• **Exercise**
Reproduce verbatim the stretch of the listing below from the line containing "# segment --target tile floor" through the final line of the listing.

• **Input data**
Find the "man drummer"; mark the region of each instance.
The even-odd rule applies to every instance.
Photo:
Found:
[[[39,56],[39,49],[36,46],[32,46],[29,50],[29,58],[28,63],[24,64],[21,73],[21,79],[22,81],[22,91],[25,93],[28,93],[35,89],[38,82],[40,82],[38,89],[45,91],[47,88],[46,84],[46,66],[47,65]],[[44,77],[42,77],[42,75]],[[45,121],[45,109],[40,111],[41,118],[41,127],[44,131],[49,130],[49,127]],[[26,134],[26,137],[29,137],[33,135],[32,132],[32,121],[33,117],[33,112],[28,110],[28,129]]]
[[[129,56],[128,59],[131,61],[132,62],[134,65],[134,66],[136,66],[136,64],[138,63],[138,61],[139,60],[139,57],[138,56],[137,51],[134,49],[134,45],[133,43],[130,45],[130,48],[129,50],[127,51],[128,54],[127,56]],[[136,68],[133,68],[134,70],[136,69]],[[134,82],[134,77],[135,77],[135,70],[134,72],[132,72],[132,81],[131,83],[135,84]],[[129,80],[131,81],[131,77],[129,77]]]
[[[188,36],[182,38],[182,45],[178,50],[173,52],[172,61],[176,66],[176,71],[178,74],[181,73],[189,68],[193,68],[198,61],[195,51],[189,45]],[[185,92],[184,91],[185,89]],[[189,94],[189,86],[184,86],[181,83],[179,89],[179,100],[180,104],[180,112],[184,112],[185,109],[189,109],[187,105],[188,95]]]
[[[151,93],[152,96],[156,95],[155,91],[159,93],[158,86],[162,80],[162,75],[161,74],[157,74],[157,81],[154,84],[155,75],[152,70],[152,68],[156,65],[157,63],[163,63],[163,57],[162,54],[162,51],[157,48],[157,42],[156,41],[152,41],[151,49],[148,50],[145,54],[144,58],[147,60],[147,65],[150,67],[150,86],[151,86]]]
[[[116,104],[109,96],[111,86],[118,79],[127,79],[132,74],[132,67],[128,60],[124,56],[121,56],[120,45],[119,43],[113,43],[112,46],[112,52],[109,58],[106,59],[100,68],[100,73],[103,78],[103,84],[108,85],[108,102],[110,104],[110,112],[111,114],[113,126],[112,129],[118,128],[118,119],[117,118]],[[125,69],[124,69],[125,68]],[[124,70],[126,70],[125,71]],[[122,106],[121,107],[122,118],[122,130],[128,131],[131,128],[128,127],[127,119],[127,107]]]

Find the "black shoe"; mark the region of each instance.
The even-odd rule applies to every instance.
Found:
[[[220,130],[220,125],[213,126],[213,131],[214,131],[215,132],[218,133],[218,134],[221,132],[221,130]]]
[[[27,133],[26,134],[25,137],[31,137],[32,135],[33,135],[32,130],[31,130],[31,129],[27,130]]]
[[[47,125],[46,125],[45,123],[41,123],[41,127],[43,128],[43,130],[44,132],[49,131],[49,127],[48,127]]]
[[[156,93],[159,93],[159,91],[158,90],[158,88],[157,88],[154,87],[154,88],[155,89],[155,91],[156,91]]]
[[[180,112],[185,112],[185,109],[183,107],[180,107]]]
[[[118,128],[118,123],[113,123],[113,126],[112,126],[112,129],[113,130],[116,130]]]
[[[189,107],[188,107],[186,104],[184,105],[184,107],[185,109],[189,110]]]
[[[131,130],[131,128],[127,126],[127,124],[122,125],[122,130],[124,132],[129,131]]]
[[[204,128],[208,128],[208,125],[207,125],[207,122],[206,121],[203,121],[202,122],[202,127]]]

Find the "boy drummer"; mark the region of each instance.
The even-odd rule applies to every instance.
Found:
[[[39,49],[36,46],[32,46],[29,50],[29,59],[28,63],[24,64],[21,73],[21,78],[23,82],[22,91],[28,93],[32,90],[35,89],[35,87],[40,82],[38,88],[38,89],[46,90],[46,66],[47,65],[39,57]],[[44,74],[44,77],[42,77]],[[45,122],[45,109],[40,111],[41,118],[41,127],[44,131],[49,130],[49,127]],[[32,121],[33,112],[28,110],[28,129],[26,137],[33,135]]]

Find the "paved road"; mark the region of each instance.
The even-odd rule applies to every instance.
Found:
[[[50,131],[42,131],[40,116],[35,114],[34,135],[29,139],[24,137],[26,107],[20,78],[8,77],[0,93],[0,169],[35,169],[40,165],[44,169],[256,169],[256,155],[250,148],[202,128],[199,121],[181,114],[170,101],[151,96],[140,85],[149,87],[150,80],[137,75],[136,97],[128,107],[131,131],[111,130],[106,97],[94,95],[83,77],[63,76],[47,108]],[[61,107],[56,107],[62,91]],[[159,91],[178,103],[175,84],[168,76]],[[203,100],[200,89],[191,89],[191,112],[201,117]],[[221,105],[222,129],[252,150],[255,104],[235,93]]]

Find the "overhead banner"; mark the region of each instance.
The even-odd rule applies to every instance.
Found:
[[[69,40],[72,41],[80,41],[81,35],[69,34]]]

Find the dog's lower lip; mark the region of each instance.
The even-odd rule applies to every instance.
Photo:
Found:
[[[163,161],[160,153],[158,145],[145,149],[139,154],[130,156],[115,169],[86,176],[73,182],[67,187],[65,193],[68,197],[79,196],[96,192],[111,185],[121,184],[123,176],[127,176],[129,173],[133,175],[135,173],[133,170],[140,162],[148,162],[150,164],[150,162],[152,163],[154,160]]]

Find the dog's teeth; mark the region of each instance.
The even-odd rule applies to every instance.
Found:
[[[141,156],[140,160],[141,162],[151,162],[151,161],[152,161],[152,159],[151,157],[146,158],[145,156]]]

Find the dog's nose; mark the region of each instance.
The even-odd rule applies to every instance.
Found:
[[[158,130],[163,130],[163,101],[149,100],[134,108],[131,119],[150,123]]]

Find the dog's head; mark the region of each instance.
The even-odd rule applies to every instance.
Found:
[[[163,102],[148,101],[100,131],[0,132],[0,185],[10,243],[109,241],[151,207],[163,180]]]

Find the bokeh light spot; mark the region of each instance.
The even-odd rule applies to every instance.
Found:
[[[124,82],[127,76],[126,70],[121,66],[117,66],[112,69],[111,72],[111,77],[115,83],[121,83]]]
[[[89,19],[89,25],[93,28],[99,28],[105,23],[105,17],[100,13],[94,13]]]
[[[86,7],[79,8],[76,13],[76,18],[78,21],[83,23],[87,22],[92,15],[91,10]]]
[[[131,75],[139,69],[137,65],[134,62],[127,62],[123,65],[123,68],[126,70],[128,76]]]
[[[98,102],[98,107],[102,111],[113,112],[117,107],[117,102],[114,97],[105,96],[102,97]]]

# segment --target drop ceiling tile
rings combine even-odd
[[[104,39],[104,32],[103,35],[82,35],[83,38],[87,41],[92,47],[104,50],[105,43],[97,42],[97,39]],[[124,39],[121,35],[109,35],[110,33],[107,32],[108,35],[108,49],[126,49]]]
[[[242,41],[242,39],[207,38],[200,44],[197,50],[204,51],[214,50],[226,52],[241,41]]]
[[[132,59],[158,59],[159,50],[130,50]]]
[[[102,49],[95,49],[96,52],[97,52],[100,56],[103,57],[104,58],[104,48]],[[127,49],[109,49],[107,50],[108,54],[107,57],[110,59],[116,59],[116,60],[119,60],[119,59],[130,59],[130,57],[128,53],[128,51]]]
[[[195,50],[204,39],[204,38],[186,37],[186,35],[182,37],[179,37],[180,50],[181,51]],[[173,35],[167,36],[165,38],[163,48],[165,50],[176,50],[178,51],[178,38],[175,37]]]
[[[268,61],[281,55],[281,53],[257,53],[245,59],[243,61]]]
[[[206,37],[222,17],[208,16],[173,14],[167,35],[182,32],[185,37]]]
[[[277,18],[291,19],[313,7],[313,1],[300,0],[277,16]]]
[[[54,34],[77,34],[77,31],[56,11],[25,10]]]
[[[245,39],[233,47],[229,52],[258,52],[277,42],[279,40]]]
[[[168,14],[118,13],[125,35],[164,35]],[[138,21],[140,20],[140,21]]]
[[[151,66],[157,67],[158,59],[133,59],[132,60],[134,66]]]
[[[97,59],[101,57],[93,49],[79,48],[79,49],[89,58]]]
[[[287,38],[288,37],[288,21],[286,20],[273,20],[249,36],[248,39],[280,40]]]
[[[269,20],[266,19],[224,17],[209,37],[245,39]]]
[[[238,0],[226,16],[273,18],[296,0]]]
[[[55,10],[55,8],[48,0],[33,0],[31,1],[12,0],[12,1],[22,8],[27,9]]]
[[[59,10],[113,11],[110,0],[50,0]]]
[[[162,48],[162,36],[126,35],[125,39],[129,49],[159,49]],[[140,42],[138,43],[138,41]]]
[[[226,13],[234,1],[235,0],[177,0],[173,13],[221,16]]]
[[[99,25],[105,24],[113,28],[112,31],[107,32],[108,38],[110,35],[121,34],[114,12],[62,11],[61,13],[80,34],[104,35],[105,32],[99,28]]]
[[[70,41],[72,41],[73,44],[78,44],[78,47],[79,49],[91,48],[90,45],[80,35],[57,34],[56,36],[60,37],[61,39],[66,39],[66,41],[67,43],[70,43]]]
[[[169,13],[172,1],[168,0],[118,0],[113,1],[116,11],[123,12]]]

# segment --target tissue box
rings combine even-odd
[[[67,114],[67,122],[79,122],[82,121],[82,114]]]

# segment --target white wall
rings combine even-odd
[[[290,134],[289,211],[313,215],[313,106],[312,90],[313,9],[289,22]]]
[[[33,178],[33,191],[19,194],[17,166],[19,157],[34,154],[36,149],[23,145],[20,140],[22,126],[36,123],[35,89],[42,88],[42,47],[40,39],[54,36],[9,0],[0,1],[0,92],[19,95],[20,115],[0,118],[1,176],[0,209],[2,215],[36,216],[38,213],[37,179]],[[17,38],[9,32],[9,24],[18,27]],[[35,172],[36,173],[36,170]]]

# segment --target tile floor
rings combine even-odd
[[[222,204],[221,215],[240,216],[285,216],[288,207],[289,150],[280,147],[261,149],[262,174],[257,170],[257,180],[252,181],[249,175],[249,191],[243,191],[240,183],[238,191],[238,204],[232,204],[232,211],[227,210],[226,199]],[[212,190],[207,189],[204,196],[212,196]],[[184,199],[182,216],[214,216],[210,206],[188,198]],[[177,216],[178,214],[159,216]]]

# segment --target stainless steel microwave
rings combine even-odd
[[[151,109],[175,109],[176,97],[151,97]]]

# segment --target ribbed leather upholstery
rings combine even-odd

• **Written solution**
# segment --target tile floor
rings combine even-odd
[[[222,204],[221,215],[240,216],[285,216],[288,207],[289,150],[280,147],[261,149],[262,174],[257,170],[257,180],[252,181],[249,175],[249,191],[243,191],[240,183],[238,191],[238,204],[232,204],[232,211],[227,210],[226,199]],[[212,190],[207,189],[204,196],[212,196]],[[184,199],[182,216],[214,216],[210,206],[188,198]],[[177,216],[178,214],[159,216]]]

# segment --target stainless steel microwave
rings combine even-odd
[[[151,109],[175,109],[176,97],[151,97]]]

# segment --target ribbed leather upholstery
rings combine even-odd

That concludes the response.